## Excerpts of location labeling data

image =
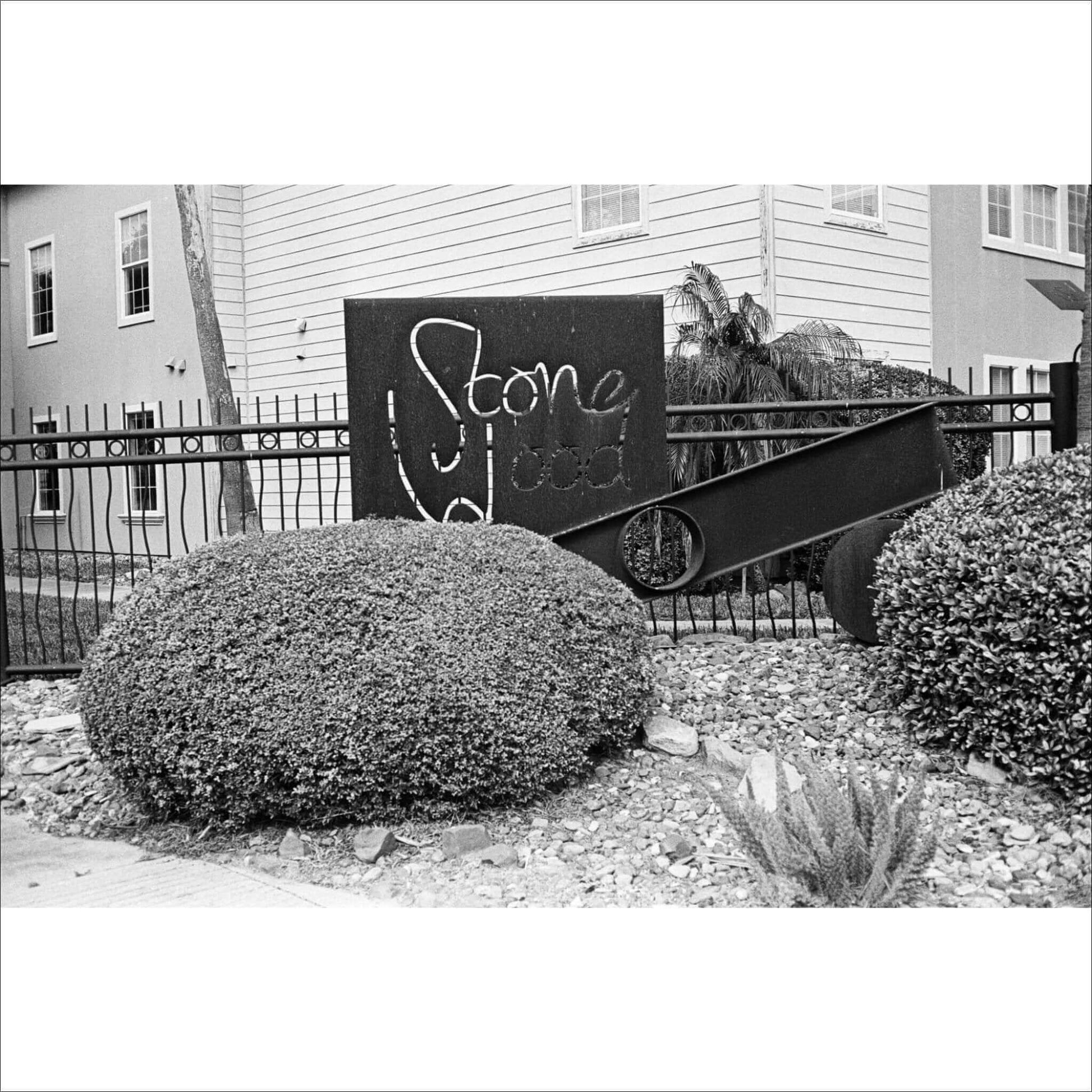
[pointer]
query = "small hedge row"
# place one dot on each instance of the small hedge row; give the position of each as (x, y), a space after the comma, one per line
(984, 607)
(371, 671)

## REQUIRED TASK
Could you format the material above as a Markdown table with the columns Row and Line, numbering each line, skipping blank lines, and leaving the pictures out?

## COMPLETE ANSWER
| Row | Line |
|---|---|
| 1 | image = |
| 2 | [pointer] |
| 3 | query = "small hedge row" |
| 4 | # place one dot on each instance of the small hedge row; give the position of each as (x, y), a space after the comma, one per line |
| 5 | (984, 607) |
| 6 | (371, 671) |